Lesetext>

**********

«Ich hoffe, ehemalige Haustiere dereinst im Himmel wiederzusehen»

Engelberg OW, 10.7.17 (kath.ch) Christian Meyer, Abt des Benediktinerklosters Engelberg, hat vier Papageien. Im kath.ch-Interview erzählt er von ihren Eigenheiten, ihrer Feinfühligkeit und ihrer Eifersucht. Er verhehlt auch nicht, dass er bisweilen mit ihnen schimpfen muss. Ein Beitrag der Sommerserie «tierisch heilig».

Sylvia Stam

Abt Christian Meyer, wie kommen Sie zu vier Amazonas-Papageien?

Christian Meyer: In meiner Familie hatten wir immer Haustiere: Wellensittiche, Schildkröten, einen Zwerghasen, eine Katze. Als ich ins Kloster eintrat, wusste ich, dass es hier keine Haustiere geben würde.   Eine Katechetin und mein damaliger Pastoralassistent wussten, dass ich Vögel sehr gern habe. Also haben sie heimlich den damaligen Abt gefragt, ob sie mir nicht einen Papagei zum Geburtstag schenken dürften. Der Abt erlaubte das, zumal ich damals im Pfarramt war und dieses ausserhalb der Klausur, also des geschlossenen Klosterbereichs, lag.

Wie kamen die anderen drei dazu?

Meyer: Ich habe einen zweiten erworben, damit es ein Paar ergibt. Später bekam ich ein zweites Paar geschenkt, weil der Besitzer eine Feinstauballergie bekam. Es war ein Abenteuer, zwei Paare zusammen zu führen. Junge gibt es jedoch nicht. Ich verhindere das, indem ich keine Nistkästen in die Volière stelle.

Leben Papageien als Paare?

Meyer: Papageien leben im Freien als Paare in einem Schwarm. Sie wählen sich ihre Partner aus und bleiben ein Leben lang zusammen. Meine Papageien leben in einer Volière in meinem Büro. Wenn ich längere Zeit am Stück im Büro bin, dürfen sie den Käfig verlassen und den ganzen Raum in Beschlag nehmen.

Es war ein Abenteuer, zwei Paare zusammen zu führen.

Warum mögen Sie Vögel besonders?

Meyer: Mir gefällt ihre Farbenvielalt. Schauen Sie nur schon die Amseln an: Die Männchen sind dunkelschwarz, die Weibchen hellbraun mit orangem Schnabel. Dann beeindruckt mich ihre Fähigkeit zu fliegen. Wenn einer meiner Papageien auf mich zufliegt, sieht man, was für eine Kraft und was für ein Können es dazu braucht. Das wird umso deutlicher sichtbar, weil einer von ihnen nicht so flink fliegen kann.

Sie leben in einem Kloster, haben «Stabilitas» (Ortsgebundenheit) gelobt, und sind fasziniert von Vögeln, die fliegen können. Besteht da ein Zusammenhang?

**********

Daten>

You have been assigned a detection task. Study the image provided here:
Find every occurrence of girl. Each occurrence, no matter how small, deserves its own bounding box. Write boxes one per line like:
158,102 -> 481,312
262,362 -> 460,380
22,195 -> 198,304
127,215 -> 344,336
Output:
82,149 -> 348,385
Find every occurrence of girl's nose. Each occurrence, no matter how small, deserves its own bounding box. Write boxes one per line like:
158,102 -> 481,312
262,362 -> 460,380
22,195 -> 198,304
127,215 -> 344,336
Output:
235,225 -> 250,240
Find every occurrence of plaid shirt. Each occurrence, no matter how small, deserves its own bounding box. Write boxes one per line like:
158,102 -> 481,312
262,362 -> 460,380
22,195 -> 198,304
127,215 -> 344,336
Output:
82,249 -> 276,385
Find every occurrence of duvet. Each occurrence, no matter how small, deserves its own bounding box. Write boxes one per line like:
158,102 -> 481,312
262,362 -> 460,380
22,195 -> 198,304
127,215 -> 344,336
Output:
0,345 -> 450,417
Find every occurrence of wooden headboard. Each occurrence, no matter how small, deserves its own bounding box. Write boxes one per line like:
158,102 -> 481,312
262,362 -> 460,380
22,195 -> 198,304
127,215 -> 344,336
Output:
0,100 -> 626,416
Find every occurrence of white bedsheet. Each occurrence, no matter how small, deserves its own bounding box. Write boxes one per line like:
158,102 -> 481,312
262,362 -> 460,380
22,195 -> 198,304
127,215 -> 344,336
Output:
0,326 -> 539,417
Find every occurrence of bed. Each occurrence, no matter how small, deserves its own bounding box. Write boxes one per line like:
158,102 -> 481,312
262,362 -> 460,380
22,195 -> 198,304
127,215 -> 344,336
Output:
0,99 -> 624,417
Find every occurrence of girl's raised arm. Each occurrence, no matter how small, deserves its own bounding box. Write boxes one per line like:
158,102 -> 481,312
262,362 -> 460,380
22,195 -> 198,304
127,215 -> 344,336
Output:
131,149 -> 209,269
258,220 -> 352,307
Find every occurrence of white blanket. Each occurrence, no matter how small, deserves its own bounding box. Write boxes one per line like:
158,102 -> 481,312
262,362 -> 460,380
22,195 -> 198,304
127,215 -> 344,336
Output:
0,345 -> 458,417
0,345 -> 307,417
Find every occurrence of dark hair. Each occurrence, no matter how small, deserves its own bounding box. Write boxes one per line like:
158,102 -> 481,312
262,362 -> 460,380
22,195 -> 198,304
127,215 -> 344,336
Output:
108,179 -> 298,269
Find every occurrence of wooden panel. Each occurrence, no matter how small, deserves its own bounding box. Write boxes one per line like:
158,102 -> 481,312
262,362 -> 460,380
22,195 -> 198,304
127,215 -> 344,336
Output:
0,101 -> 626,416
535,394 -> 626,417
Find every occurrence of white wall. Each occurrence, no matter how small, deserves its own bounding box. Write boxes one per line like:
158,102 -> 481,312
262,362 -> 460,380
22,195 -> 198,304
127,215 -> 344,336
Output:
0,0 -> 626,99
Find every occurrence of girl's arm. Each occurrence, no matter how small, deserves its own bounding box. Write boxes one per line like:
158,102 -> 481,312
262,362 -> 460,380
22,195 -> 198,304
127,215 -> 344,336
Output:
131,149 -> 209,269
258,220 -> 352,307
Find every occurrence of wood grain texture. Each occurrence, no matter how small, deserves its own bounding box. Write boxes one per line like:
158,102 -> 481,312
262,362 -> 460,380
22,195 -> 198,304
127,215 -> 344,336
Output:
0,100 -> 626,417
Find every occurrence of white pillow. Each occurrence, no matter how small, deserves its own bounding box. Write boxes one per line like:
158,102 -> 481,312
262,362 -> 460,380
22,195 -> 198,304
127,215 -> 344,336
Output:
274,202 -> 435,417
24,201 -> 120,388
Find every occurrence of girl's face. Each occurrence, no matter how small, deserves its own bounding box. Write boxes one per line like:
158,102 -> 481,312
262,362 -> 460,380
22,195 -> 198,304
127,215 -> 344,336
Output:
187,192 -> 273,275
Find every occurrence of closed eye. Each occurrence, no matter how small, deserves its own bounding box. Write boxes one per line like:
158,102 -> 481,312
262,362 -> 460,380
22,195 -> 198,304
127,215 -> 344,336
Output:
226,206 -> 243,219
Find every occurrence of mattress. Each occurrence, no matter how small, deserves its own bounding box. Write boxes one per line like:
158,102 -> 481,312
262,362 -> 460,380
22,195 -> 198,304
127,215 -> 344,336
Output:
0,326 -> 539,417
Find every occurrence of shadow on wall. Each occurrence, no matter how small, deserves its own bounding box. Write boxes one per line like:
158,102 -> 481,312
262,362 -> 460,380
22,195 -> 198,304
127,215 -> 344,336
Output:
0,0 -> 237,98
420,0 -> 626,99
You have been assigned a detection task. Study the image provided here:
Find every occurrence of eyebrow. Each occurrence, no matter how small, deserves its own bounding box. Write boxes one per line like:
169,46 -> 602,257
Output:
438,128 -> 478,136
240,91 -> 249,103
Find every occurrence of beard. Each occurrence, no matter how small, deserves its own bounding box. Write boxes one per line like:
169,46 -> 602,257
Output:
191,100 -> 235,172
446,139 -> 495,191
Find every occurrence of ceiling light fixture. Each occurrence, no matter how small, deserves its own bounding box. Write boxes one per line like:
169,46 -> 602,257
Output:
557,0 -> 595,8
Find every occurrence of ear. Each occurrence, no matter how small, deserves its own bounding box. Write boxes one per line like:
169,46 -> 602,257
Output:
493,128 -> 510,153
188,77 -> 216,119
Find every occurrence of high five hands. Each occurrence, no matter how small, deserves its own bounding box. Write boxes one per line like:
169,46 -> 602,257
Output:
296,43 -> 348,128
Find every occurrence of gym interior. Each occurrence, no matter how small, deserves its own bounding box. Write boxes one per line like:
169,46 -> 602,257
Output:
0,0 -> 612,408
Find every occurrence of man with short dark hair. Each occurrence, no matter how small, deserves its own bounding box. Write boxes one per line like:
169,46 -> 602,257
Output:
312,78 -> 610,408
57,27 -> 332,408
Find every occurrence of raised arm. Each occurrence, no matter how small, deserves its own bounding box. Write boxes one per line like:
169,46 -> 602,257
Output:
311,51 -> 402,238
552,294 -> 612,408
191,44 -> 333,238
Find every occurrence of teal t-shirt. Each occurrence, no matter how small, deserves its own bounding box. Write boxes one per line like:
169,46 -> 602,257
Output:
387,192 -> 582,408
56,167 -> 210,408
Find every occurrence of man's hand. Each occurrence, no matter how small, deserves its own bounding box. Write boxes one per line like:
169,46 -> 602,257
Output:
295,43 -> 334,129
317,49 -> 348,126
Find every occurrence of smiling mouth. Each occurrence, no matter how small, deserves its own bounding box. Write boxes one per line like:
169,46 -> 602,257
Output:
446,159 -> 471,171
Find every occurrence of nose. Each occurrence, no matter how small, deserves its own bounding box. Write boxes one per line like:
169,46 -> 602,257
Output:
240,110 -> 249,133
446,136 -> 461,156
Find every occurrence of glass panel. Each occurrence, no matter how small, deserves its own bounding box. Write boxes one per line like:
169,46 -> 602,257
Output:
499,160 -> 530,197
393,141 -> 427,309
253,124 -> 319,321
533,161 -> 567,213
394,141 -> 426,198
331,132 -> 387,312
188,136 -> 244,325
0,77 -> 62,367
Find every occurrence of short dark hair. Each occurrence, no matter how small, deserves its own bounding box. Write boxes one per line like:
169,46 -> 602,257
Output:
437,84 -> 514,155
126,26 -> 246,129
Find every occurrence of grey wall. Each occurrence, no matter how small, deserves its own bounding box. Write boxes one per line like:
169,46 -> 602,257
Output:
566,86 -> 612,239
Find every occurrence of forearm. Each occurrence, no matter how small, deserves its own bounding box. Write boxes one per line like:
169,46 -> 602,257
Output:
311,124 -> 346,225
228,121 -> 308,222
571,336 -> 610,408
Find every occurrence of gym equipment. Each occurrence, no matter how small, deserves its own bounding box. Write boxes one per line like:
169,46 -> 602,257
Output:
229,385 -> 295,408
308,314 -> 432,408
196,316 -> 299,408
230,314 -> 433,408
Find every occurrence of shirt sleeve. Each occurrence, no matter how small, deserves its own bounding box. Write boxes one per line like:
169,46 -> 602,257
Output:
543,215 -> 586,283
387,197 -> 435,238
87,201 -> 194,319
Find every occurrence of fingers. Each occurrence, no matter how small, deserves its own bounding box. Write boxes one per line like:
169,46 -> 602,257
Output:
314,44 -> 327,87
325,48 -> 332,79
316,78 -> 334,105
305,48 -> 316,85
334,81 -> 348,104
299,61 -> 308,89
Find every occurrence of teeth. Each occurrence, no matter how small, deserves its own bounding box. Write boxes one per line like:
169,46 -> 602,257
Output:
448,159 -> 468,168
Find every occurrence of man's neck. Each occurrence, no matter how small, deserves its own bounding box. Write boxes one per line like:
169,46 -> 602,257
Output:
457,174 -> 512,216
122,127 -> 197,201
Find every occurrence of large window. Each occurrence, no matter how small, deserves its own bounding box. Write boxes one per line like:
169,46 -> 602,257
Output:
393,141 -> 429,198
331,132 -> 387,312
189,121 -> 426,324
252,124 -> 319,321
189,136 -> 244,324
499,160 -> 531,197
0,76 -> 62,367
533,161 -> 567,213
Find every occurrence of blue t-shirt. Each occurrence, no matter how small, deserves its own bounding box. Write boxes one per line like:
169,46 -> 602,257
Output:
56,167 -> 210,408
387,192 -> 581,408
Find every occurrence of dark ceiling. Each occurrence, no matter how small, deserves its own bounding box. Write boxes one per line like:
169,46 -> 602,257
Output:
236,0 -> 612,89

**********

Aufgabe>
Beantworten Sie bitte anhand des Interviews mit Abt Christian Meyer diese Fragen:
(a) Welche Haustiere hatte Meyers Familie?
(b) Weshalb bekam Meyer das zweite Papageienpaar geschenkt?
(c) Wo leben Meyers Papageien?
Die Daten sind eigenständiges Material und gehören nicht zum Interview.

Lösung>
(a) Wellensittiche, Schildkröten, einen Zwerghasen und eine Katze.
(b) Der Besitzer hatte eine Feinstauballergie bekommen.
(c) In einer Volière in seinem Büro.